* _Document section_:
Prospectus Summary................................................................................................1
Risk Factors......................................................................................................5
Use of Proceeds..................................................................................................10
Business of the Company..........................................................................................11
Management Discussion and Analysis of Results of Operations
and Financial Condition .........................................................................................21
Management.......................................................................................................28
Description of Securities....................................................................................... 36
Market for Company Securities and Related Stockholder Matters....................................................56
Executive Compensation...........................................................................................58
Plan of Distribution.............................................................................................61
Legal Matters....................................................................................................66
Experts..........................................................................................................66
How to Get More Information......................................................................................67
Index to Financial Statements ...................................................................................68





         UNTIL  _________________, ALL DEALERS EFFECTING TRANSACTIONS IN THE
REGISTERED SECURITIES, WHETHER OR NOT PARTICIPATING IN THIS DISTRIBUTION, MAY BE
REQUIRED TO DELIVER A PROSPECTUS. THIS DELIVERY REQUIREMENT IS IN ADDITION TO
THE OBLIGATION OF DEALERS TO DELIVER A PROSPECTUS AS WHEN ACTING AS UNDERWRITERS
AND WITH RESPECT TO THEIR SOLD ALLOTMENTS OR SUBSCRIPTIONS.


   5





                          PROSPECTUS SUMMARY

THE COMPANY


         We are the parent company for AFC Mortgage Corporation ("AFC"). Through
our subsidiary, we are a licensed mortgage lender active in acquiring, holding
and ultimately selling first liens secured by residential real estate. These
mortgages are acquired individually at a discount from their ultimate secondary
market pooled values. We operate exclusively on a wholesale basis through a
network of approved correspondent brokers that bring loans to us for
consideration. Using debt secured by the mortgages in order to pool these loans,
we sell the mortgages directly to various private and institutional investors at
a price greater than our acquisition cost. Primarily, we receive income from
sources in connection with our sub-prime mortgage lending activities. We charge
certain non-refundable mortgage application fees to potential borrowers and,
upon closing a loan, receive additional fees payable by the borrower or
investor, which fees are based upon a percentage of the loan and/or the interest
rates charged.

* _Problem_: From the prospectus excerpt above, list every section in the table of contents that begins on page 56 or later.

* _Supplied entries_:
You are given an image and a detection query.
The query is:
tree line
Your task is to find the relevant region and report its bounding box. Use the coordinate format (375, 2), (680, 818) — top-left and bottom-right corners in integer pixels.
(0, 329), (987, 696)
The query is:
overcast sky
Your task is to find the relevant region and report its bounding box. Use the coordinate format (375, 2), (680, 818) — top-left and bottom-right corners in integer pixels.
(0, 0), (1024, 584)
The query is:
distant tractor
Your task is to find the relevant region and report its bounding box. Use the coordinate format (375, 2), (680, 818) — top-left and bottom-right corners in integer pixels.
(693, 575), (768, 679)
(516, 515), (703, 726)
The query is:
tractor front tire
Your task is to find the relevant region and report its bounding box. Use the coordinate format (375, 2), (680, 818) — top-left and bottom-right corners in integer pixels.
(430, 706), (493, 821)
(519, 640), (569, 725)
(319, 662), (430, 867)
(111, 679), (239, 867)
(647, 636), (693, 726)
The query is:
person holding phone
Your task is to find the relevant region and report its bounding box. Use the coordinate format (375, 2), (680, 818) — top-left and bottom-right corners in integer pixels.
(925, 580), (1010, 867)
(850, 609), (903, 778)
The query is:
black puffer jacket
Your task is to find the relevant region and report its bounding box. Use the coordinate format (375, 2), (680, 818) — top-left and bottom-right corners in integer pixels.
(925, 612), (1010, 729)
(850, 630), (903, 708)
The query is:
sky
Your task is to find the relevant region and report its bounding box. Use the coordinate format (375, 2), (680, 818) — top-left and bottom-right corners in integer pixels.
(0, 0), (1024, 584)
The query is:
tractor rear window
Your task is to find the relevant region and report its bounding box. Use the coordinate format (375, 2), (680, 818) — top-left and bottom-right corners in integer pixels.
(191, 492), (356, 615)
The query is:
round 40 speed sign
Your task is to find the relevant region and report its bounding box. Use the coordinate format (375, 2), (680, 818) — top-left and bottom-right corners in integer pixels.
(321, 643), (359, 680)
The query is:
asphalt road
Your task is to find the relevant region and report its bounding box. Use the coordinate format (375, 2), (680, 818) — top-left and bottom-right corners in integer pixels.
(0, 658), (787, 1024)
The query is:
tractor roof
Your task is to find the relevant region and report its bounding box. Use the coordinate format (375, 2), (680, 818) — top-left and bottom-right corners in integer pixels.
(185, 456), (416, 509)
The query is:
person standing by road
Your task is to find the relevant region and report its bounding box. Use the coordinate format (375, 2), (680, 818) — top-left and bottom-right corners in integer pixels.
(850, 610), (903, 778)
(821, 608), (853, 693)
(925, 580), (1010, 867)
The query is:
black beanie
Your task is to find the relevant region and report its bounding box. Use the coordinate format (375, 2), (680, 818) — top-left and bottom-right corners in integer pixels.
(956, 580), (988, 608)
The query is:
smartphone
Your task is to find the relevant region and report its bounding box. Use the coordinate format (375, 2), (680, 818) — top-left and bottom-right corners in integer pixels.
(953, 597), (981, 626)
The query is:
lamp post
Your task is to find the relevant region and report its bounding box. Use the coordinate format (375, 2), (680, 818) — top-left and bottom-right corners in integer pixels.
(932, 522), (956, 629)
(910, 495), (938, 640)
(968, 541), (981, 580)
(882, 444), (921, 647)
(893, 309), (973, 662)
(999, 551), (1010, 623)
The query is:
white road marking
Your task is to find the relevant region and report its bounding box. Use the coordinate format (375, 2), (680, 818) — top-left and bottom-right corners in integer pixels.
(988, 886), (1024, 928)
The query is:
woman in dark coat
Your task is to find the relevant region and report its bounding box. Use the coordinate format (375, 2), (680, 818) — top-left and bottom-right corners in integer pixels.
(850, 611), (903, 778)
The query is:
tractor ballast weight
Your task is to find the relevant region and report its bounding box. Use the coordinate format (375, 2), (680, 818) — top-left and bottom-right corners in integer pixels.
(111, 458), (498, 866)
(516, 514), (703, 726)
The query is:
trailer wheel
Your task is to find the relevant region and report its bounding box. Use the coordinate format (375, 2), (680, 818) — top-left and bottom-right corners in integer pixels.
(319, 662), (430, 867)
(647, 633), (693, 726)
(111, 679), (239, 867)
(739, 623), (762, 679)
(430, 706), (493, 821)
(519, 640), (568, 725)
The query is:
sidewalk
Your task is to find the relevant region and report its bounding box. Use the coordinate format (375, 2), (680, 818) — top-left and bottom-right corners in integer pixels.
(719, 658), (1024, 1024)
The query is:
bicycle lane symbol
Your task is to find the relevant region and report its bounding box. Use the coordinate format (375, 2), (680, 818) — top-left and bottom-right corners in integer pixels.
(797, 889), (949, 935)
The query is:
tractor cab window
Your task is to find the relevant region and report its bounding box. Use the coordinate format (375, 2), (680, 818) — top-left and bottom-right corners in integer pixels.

* _Solution for this task_: Market for Company Securities and Related Stockholder Matters; Executive Compensation; Plan of Distribution; Legal Matters; Experts; How to Get More Information; Index to Financial Statements